• Your objective: Please retype every entry below line for line, without changing a single character.

╔══

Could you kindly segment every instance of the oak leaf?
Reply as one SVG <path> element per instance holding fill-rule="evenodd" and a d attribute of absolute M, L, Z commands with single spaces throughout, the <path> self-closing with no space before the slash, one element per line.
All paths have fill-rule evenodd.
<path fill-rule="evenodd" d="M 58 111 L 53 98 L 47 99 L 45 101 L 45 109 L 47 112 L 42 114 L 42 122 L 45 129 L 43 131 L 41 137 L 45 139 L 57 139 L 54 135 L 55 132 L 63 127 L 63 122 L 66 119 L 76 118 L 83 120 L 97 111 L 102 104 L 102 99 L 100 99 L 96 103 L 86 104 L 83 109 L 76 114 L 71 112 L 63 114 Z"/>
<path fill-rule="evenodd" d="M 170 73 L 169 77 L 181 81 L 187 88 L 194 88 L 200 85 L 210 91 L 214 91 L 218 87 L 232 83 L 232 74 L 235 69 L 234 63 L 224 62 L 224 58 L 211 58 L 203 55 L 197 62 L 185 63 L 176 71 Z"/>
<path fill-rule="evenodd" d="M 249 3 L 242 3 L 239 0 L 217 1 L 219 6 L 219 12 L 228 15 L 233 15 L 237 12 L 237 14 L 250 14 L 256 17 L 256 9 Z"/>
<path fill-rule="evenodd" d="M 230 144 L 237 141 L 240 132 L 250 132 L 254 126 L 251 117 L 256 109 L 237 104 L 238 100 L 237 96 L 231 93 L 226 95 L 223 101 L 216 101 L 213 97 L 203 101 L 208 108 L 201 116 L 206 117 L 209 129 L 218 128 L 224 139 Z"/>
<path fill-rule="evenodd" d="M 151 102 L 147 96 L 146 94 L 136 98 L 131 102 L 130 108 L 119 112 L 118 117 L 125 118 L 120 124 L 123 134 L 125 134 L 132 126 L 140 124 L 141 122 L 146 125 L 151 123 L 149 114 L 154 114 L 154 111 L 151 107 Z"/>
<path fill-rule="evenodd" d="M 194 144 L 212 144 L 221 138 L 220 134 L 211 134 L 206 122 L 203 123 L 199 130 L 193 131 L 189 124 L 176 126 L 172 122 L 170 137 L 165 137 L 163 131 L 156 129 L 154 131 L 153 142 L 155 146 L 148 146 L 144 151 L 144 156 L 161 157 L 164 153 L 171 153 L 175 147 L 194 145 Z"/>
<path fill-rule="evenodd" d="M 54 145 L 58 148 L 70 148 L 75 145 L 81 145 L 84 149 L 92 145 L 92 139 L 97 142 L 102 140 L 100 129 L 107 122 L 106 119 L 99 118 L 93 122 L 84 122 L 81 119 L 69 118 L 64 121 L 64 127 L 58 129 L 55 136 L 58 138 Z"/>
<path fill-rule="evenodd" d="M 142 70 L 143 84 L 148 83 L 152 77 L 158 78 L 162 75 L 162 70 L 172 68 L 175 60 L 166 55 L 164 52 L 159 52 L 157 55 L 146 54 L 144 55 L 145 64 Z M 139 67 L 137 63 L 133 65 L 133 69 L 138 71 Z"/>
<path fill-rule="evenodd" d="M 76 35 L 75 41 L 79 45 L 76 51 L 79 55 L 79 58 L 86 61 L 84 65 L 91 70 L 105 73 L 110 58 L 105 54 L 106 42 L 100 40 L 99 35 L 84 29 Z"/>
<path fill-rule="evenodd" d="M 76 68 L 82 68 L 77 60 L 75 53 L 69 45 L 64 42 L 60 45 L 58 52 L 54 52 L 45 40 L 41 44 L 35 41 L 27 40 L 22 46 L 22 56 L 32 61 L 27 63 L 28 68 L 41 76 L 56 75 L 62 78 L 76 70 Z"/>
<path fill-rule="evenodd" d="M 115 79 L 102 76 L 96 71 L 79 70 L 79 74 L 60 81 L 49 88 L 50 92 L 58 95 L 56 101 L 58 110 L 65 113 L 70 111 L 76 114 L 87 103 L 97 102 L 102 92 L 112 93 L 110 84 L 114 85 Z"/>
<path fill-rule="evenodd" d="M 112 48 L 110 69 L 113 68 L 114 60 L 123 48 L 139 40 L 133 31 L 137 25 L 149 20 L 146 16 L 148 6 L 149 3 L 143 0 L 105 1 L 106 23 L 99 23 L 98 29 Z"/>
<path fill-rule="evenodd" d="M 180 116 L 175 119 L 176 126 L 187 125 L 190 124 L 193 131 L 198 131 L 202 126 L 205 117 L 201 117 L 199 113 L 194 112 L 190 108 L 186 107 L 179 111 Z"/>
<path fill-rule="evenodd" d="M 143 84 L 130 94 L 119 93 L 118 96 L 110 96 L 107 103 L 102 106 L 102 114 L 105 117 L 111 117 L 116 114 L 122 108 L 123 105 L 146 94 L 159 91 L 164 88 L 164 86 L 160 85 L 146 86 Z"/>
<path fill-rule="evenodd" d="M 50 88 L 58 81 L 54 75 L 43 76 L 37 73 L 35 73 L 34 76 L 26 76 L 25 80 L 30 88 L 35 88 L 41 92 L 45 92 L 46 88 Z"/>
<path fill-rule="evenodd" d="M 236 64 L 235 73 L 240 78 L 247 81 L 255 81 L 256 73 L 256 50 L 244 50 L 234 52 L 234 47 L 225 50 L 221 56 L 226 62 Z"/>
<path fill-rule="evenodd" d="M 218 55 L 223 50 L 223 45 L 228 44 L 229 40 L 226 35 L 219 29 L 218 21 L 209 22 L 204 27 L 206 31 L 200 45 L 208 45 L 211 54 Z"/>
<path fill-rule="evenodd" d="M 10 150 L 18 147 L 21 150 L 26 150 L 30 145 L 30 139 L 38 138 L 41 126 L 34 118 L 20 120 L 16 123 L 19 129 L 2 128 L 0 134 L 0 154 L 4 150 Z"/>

╚══

• Worked solution:
Could you kindly segment every instance of the oak leaf?
Reply as one SVG <path> element per instance holding fill-rule="evenodd" and a d attribute of absolute M, L, Z commands with single spaces throughout, the <path> self-closing with no space before the slash, one element per line.
All paths have fill-rule evenodd.
<path fill-rule="evenodd" d="M 58 111 L 53 98 L 47 99 L 45 101 L 45 109 L 47 112 L 42 114 L 42 122 L 45 129 L 43 131 L 41 137 L 45 139 L 57 139 L 54 135 L 55 132 L 63 127 L 63 122 L 66 119 L 76 118 L 83 120 L 97 111 L 102 104 L 102 99 L 100 99 L 96 103 L 86 104 L 83 109 L 76 114 L 71 112 L 63 114 Z"/>
<path fill-rule="evenodd" d="M 170 73 L 169 77 L 181 81 L 187 88 L 194 88 L 200 85 L 210 91 L 214 91 L 218 87 L 232 83 L 232 74 L 235 69 L 234 63 L 224 62 L 224 58 L 211 58 L 203 55 L 197 62 L 185 63 L 176 71 Z"/>
<path fill-rule="evenodd" d="M 249 3 L 242 3 L 239 0 L 217 1 L 219 6 L 219 12 L 228 15 L 233 15 L 237 12 L 237 14 L 250 14 L 256 17 L 256 9 Z"/>
<path fill-rule="evenodd" d="M 230 144 L 237 141 L 240 132 L 250 132 L 254 126 L 251 117 L 256 109 L 237 104 L 238 100 L 237 96 L 231 93 L 226 95 L 223 101 L 216 101 L 213 97 L 203 101 L 208 108 L 201 116 L 206 117 L 209 129 L 218 128 L 224 139 Z"/>
<path fill-rule="evenodd" d="M 151 102 L 147 96 L 146 94 L 136 98 L 131 102 L 130 108 L 119 112 L 118 117 L 125 118 L 120 124 L 123 134 L 125 134 L 132 126 L 140 124 L 141 122 L 146 125 L 151 123 L 149 114 L 154 114 L 154 111 L 151 107 Z"/>
<path fill-rule="evenodd" d="M 194 144 L 212 144 L 221 138 L 220 134 L 211 134 L 206 122 L 203 123 L 199 130 L 193 131 L 189 124 L 176 126 L 172 122 L 170 137 L 165 137 L 163 131 L 156 129 L 154 131 L 153 142 L 155 146 L 148 146 L 144 151 L 144 156 L 161 157 L 164 153 L 171 153 L 175 147 L 194 145 Z"/>
<path fill-rule="evenodd" d="M 54 145 L 58 148 L 70 148 L 75 145 L 81 145 L 84 149 L 92 145 L 92 139 L 97 142 L 102 140 L 100 129 L 107 122 L 106 119 L 99 118 L 93 122 L 84 122 L 81 119 L 69 118 L 64 121 L 64 127 L 58 129 L 55 136 L 58 138 Z"/>
<path fill-rule="evenodd" d="M 142 70 L 143 84 L 148 83 L 152 77 L 158 78 L 162 75 L 162 70 L 172 68 L 175 60 L 166 55 L 164 52 L 159 52 L 157 55 L 146 54 L 144 55 L 145 64 Z M 139 67 L 137 63 L 133 65 L 133 69 L 138 71 Z"/>
<path fill-rule="evenodd" d="M 76 35 L 75 41 L 79 45 L 76 51 L 79 55 L 79 58 L 86 61 L 84 65 L 91 70 L 105 73 L 110 58 L 105 54 L 106 42 L 100 40 L 99 35 L 84 29 Z"/>
<path fill-rule="evenodd" d="M 76 68 L 82 68 L 77 60 L 75 53 L 69 45 L 64 42 L 60 45 L 58 52 L 54 52 L 45 40 L 41 44 L 35 41 L 27 40 L 22 46 L 22 56 L 32 61 L 27 63 L 28 68 L 41 76 L 56 75 L 62 78 L 76 70 Z"/>
<path fill-rule="evenodd" d="M 115 79 L 102 76 L 96 71 L 79 70 L 79 74 L 60 81 L 49 88 L 50 92 L 58 95 L 56 101 L 58 110 L 65 113 L 70 111 L 76 114 L 87 103 L 97 102 L 102 92 L 112 93 L 110 84 L 114 85 Z"/>
<path fill-rule="evenodd" d="M 112 48 L 110 69 L 113 68 L 114 60 L 123 48 L 139 40 L 133 31 L 137 25 L 149 20 L 146 16 L 148 6 L 149 3 L 143 0 L 105 1 L 106 23 L 99 23 L 98 29 Z"/>
<path fill-rule="evenodd" d="M 180 116 L 175 119 L 176 126 L 187 125 L 190 124 L 193 131 L 198 131 L 202 126 L 205 117 L 201 117 L 199 113 L 194 112 L 190 108 L 186 107 L 179 111 Z"/>
<path fill-rule="evenodd" d="M 143 84 L 130 94 L 119 93 L 118 96 L 110 96 L 107 103 L 102 106 L 102 114 L 105 117 L 111 117 L 116 114 L 122 108 L 123 105 L 146 94 L 159 91 L 164 88 L 164 86 L 160 85 L 146 86 Z"/>
<path fill-rule="evenodd" d="M 50 88 L 58 81 L 54 75 L 43 76 L 37 73 L 35 73 L 34 76 L 26 76 L 25 80 L 30 88 L 35 88 L 41 92 L 45 92 L 46 88 Z"/>
<path fill-rule="evenodd" d="M 236 64 L 235 73 L 240 78 L 247 81 L 255 81 L 256 73 L 256 50 L 244 50 L 234 52 L 234 47 L 225 50 L 221 56 L 226 62 Z"/>
<path fill-rule="evenodd" d="M 218 55 L 223 50 L 223 45 L 228 44 L 229 40 L 226 35 L 219 29 L 218 21 L 209 22 L 204 27 L 206 31 L 200 45 L 208 45 L 211 54 Z"/>
<path fill-rule="evenodd" d="M 10 150 L 18 147 L 21 150 L 26 150 L 30 145 L 30 139 L 38 138 L 41 126 L 34 118 L 20 120 L 16 123 L 19 129 L 2 128 L 0 134 L 0 154 L 4 150 Z"/>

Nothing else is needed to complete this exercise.